▶ [TASK DIRECTIONS]
Scan the data, and whenever a line contains "black", copy it.

▶ [INPUT RECORDS]
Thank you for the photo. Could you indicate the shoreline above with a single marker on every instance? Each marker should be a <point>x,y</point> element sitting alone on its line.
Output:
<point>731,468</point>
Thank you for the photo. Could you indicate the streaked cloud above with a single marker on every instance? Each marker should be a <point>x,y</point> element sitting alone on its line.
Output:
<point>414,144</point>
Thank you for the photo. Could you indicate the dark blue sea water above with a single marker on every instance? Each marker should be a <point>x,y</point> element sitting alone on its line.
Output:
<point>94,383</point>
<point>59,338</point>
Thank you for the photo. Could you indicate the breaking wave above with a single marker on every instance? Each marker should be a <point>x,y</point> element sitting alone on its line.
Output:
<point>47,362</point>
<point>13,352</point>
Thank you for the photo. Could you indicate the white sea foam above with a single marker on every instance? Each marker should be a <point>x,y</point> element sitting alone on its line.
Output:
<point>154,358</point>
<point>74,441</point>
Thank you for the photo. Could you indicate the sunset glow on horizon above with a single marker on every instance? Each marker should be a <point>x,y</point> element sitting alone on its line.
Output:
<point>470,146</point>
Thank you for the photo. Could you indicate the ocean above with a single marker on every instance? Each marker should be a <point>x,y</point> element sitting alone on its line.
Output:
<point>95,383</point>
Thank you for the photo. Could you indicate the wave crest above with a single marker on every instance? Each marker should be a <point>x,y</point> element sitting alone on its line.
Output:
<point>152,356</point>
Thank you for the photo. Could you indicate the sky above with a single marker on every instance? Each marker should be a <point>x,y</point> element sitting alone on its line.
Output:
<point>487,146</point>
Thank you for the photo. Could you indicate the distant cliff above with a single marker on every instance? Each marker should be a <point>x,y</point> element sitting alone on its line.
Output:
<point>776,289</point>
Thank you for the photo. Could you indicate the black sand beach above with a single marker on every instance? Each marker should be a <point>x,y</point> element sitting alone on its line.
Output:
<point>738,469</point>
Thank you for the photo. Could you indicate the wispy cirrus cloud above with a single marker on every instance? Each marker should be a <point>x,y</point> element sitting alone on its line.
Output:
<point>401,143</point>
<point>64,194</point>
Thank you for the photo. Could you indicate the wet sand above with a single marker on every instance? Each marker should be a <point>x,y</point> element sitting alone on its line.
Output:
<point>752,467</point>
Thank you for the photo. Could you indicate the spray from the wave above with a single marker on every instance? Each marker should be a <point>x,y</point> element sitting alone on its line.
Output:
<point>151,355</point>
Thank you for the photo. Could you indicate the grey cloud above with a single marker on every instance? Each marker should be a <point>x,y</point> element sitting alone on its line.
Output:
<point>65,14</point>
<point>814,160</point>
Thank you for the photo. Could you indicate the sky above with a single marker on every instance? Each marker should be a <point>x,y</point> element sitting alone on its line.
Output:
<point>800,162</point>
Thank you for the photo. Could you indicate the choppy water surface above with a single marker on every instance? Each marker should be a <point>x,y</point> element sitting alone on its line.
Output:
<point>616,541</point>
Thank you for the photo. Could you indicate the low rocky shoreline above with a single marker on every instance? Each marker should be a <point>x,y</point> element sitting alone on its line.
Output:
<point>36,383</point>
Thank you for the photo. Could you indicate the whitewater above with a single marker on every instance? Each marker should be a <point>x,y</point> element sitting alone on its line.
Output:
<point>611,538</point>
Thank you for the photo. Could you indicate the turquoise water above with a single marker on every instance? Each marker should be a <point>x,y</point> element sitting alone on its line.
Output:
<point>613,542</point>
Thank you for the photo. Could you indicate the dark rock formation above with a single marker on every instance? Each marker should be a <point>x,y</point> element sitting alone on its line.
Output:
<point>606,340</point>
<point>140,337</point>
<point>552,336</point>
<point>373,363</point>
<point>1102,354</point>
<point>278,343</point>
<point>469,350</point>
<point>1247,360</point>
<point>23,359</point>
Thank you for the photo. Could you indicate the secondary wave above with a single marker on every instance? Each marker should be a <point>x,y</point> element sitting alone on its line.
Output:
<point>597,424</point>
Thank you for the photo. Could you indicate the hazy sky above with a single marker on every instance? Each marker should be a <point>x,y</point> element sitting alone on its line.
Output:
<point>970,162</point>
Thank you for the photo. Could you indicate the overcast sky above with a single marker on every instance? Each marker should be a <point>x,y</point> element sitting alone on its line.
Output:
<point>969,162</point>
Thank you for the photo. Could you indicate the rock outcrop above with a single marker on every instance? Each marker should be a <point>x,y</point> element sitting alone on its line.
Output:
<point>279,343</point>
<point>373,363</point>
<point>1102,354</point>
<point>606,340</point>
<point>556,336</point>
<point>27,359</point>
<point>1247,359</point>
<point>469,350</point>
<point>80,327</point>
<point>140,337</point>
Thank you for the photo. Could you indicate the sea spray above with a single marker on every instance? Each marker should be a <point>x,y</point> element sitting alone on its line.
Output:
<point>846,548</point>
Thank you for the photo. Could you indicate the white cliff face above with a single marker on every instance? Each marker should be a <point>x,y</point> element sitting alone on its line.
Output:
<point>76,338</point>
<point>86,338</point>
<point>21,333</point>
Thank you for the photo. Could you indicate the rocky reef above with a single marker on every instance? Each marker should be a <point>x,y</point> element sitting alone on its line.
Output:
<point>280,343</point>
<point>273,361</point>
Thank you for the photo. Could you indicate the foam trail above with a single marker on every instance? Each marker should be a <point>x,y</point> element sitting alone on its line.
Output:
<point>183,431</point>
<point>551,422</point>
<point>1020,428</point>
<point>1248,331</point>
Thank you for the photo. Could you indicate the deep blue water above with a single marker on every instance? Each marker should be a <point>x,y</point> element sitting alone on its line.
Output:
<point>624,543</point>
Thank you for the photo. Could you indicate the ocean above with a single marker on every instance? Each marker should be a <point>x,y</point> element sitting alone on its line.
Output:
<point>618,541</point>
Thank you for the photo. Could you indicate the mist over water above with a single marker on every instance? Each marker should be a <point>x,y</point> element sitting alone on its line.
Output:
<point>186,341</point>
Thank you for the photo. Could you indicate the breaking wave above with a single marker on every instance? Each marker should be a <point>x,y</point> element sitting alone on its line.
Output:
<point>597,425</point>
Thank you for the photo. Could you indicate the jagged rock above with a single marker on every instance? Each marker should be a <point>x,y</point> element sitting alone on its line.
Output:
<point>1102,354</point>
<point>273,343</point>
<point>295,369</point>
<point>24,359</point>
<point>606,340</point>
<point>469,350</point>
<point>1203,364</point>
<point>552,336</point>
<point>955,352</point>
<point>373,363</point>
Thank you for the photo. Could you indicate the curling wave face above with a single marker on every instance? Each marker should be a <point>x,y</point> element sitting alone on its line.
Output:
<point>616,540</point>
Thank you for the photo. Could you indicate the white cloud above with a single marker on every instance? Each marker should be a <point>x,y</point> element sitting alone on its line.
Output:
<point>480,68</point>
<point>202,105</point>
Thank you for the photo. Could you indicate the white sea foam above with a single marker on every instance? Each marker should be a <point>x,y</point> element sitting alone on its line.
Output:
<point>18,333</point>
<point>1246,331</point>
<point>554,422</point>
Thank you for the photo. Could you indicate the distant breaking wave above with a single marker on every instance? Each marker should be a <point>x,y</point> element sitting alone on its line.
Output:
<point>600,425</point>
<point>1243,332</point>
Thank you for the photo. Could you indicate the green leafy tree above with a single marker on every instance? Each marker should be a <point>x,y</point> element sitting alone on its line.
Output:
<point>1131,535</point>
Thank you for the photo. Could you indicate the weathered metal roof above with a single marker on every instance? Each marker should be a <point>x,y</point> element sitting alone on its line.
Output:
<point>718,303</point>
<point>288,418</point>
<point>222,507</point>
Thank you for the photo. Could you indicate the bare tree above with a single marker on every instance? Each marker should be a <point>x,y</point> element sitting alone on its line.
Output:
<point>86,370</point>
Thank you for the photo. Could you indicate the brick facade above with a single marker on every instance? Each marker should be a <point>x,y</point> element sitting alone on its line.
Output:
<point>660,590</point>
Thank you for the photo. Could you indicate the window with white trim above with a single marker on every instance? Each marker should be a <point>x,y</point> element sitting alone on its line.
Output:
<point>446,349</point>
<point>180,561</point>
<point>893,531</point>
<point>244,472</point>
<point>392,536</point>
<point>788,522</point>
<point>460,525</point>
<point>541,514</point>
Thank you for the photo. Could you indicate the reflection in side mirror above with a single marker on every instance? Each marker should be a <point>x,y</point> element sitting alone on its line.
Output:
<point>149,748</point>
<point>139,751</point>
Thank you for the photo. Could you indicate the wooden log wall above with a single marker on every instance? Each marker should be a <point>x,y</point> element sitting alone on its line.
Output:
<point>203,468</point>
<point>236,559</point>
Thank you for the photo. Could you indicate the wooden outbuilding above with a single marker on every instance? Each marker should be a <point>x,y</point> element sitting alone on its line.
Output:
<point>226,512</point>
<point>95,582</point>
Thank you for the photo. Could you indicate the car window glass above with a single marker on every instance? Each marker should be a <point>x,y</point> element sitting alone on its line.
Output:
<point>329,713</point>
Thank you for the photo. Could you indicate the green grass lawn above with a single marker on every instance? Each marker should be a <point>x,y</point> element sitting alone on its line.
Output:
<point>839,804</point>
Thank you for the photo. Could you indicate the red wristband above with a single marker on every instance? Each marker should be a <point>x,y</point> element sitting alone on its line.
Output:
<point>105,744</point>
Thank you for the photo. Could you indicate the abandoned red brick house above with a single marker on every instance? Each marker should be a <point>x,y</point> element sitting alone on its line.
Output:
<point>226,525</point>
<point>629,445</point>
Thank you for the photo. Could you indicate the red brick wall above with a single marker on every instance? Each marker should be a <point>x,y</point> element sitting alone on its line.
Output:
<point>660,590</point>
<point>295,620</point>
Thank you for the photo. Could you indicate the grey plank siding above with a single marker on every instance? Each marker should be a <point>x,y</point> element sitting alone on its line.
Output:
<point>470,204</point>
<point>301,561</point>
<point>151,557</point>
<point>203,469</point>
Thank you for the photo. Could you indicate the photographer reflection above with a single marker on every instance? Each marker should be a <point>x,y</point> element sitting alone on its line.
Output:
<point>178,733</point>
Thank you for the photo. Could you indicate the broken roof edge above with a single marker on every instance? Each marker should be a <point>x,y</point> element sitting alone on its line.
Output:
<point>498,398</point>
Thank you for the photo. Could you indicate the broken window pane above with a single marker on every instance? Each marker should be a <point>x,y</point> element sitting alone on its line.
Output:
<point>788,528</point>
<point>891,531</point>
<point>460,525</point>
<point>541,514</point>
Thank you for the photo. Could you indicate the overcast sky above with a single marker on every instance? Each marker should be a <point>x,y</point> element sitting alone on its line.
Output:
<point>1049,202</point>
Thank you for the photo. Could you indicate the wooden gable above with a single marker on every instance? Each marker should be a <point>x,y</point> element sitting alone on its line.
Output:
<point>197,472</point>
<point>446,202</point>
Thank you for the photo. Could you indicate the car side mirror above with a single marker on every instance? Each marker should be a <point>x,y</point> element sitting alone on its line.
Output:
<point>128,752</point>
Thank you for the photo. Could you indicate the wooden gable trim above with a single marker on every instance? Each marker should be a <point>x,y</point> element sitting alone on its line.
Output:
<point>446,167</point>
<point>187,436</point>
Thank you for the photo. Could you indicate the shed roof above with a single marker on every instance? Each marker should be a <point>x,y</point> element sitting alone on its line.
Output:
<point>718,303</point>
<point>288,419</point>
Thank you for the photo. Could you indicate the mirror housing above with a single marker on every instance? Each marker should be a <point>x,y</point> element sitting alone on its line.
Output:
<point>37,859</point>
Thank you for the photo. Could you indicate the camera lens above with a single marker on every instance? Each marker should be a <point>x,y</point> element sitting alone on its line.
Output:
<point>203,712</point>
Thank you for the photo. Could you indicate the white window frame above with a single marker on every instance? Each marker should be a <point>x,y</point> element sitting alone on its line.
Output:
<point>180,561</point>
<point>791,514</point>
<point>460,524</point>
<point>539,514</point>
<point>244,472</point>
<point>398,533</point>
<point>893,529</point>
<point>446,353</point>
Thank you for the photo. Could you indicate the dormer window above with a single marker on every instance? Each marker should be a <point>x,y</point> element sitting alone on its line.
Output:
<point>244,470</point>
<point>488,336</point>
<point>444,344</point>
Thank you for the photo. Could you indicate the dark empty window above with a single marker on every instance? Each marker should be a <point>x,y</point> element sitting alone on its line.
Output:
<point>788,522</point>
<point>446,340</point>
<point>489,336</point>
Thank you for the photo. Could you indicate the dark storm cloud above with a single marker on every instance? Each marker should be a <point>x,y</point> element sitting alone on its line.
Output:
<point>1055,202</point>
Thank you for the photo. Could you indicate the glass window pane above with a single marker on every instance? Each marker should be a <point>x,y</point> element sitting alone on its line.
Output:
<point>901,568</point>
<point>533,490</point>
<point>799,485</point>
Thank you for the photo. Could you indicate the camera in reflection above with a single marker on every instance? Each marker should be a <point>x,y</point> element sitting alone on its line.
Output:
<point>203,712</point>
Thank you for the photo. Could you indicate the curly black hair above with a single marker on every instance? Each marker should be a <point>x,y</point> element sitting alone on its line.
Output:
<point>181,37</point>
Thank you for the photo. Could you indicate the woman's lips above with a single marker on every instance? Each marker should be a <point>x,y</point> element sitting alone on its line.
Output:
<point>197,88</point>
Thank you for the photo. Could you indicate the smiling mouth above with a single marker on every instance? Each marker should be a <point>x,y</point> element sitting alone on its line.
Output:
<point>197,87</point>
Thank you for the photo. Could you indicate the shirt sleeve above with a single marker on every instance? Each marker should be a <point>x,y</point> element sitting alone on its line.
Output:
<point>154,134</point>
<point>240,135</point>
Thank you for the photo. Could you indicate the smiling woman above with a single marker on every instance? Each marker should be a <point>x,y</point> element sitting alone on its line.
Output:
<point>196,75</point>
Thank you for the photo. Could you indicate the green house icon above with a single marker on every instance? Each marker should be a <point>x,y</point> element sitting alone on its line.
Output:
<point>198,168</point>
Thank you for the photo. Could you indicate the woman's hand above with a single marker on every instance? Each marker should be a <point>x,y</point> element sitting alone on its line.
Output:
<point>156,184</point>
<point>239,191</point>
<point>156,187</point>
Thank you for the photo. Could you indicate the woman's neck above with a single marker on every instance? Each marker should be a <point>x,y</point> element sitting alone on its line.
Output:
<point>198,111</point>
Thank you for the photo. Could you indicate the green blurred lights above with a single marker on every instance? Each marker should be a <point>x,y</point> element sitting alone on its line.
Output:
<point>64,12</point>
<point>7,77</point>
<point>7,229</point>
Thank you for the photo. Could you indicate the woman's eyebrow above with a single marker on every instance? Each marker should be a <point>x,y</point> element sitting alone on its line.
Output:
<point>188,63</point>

▶ [WRITTEN ANSWER]
Thank you for the photo. Could you indicate the black sand beach above with a single marker on every instance? Each marker should be a <point>x,y</point> element sitting alone on its line.
Thank you for the photo. Could you indicate the curly black hair above with a single marker on every instance? Each marker should be a <point>x,y</point> element sitting alone on its line.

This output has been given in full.